Case Study 3: CDN Caching (CloudFront, Cloudflare, Akamai)
The Challenge: Serve static assets and content to users globally with low latency. How do CDNs achieve sub-100ms latency worldwide?
The Architecture:
User Request → Edge Server (closest geographically)
↓ (cache hit: <10ms)
Return cached content
User Request → Edge Server (cache miss)
↓ (fetch from origin)
Origin Server
↓ (return)
Edge Server (cache for future)
↓
Return to user
CloudFront Caching:
AWS Global Network:
├── 600+ edge locations worldwide
├── 500+ points of presence
├── 13 regional edge caches
└── 200+ PoPs (Points of Presence)
Cache Behaviors:
├── Static assets (images, CSS, JS): 1 year TTL
├── API responses: 5-60 minute TTL
├── HTML content: 1-5 minute TTL
└── Dynamic content: no caching (bypass)
Cache-Control Headers:
Cache-Control: max-age=3600, public
→ Cache for 1 hour, CDNs and browsers can cache
Cache-Control: max-age=0, no-cache, no-store, must-revalidate
→ No caching, always fetch from origin
Cache-Control: max-age=86400, s-maxage=3600, public
→ Browser cache for 1 day, CDN cache for 1 hour
Performance Results:
| Scenario | Without CDN | With CDN | Improvement |
|---|---|---|---|
| Static asset from US to Asia | 500ms | 50ms | 10x faster |
| API response from Europe to US | 300ms | 30ms | 10x faster |
| Video streaming (HD) | 2000ms | 200ms | 10x faster |
| Edge locations covered | 0 (origin only) | 600+ locations | Global |
Cache Invalidation:
- Time-based: Automatic expiration based on TTL
- Manual: Invalidate specific paths or objects
- Purge: Remove from all edge locations (takes 5-30 minutes)

WORK TO COMPLETE: Extend the CDN caching case study above by writing the text that follows its final point about purging content from all edge locations.

RECORDED INFORMATION:
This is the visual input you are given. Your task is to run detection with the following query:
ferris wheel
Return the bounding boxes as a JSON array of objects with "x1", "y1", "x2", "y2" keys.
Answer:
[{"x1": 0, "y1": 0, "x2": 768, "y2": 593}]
...
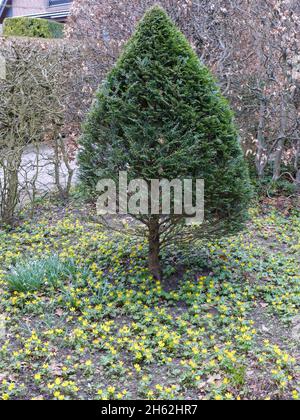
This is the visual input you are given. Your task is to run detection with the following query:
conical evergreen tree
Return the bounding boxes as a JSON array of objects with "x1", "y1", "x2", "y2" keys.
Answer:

TASK RESPONSE:
💡 Key Insight: CDNs use geographic distribution and massive scale (thousands of edge servers) to achieve low latency globally. The cache is distributed across edge locations, with each location caching content for nearby users. This gives sub-100ms latency worldwide while offloading origin servers.
Production Metrics
Cache Performance Comparison
| Cache System | Throughput | Latency (p95) | Hit Rate | Capacity |
|---|---|---|---|---|
| Redis | 10M+ ops/sec | <5ms | 95-98% | 1GB-1TB |
| Memcached | 100M+ ops/sec | <2ms | 90-95% | 10GB-100TB |
| Varnish | 10K+ req/sec | <10ms | 80-90% | 10GB-100GB |
| CDN (CloudFront) | 1M+ req/sec | <50ms | 70-80% | Unlimited |
Eviction Policy Performance
| Policy | Hit Rate | Complexity | Memory Overhead | Best For |
|---|---|---|---|---|
| LRU | 70-80% | Low | Low | General purpose |
| LFU | 75-85% | Medium | Medium | Popularity-based |
| TTL | 60-90% | Low | Very Low | Time-sensitive data |
| Random | 65-75% | Very Low | None | Simple systems |
Trade-Off Scenarios
Scenario 1: E-Commerce Product Catalog
Context: Building an e-commerce platform with 1M+ products. 90% of traffic is browsing products (read-heavy), 10% is purchasing (write-heavy). Need to handle Black Friday spikes (10x normal traffic).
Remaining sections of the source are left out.